## READING TEXT

Simon Renard, Sieur of Bermont and Lieutenant of Aumont or Amont, (1513- 8 August 1573) was a Burgundian diplomat who served as an advisor to Emperor Charles V and his son Philip II of Spain, who were also counts of Burgundy. Renard had the court appointment of Master of Requests in Ordinary of the Emperor's household. He was ambassador of Spain in France and England. As ambassador to England, he acquired an extraordinary degree of influence over Mary I of England, and until her marriage to Philip, which he promoted, he was thought by many to be controlling the English Government.

==Life==
Simon Renard is generally known as Renard (Fox in English), and was from the town of Vesoul. In May 1549, he was in Paris, reporting on the Anglo-French initiatives and negotiations that would end the war of the Rough Wooing, a French plan to take and fortify Alderney, and the progress of other wars. He recorded the joy of Henry II of France in July 1549 when he received five English banners captured at Inchkeith.

===Military secrets===
In France in 1549, Renard took information from several informants, three of whom he called Mars, Mercury, and the Captain. The Captain was perhaps Captain Marino who with his brother Ippolito, the Man from Lyons, and Colonel Melun of Cremona, an exile from Milan, who also provided military information to his colleague Jean de Saint Mauris. Marino's intelligence came from his nephew who served with Coligny. Mercury and the Captain offered information on the weaknesses of French and Piedmontese fortifications. Mercury's brother was a soldier in Scotland under d'Esse. The Captain was knowledgeable of Venetian affairs.

===London===
Renard joined Jean Scheyfve and his colleagues as ambassadors in London when Edward VI of England was dying. He wrote to Antoine Perrenot de Granvelle, Bishop of Arras, describing Scheyfve's jealousy of his leading role during audiences with Mary I of England as spokesman and minute-taker. The Emperor recalled the other ambassadors on 14 September 1553 leaving Renard in charge. When he heard of his appointment, on 20 September, Renard wrote to the Emperor, begging for leave to return to Brussels to see his wife and children, and reminding the Emperor that he had organised no secretary or funds, thinking that he would only be spending 40 days in London.

## WHAT YOU HAVE TO DO
According to the text on Simon Renard, what town did Renard come from?

## DATA FOR REVIEW
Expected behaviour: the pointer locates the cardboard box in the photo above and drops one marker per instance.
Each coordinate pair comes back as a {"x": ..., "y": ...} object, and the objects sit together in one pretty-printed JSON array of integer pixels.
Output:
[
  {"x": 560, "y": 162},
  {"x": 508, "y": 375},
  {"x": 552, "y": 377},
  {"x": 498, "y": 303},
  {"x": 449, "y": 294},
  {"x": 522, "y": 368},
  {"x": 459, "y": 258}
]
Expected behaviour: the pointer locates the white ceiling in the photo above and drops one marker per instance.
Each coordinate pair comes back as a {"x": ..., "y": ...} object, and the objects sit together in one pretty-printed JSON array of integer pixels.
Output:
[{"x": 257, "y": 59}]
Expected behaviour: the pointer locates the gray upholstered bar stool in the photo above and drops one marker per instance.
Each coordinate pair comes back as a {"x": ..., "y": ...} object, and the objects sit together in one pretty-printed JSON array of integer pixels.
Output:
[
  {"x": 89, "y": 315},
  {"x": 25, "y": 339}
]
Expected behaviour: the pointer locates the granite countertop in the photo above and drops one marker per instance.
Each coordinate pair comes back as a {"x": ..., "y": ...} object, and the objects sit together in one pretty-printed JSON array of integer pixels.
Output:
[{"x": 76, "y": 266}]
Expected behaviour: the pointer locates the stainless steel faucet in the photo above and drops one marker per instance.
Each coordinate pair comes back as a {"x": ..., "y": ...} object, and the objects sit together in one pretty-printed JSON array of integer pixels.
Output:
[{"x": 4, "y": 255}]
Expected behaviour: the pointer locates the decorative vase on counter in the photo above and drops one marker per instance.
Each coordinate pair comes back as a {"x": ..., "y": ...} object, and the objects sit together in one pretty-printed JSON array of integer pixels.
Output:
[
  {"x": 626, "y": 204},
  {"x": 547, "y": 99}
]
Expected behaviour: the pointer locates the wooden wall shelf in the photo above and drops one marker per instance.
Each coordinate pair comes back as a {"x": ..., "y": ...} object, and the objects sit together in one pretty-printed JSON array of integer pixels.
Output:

## RESPONSE
Vesoul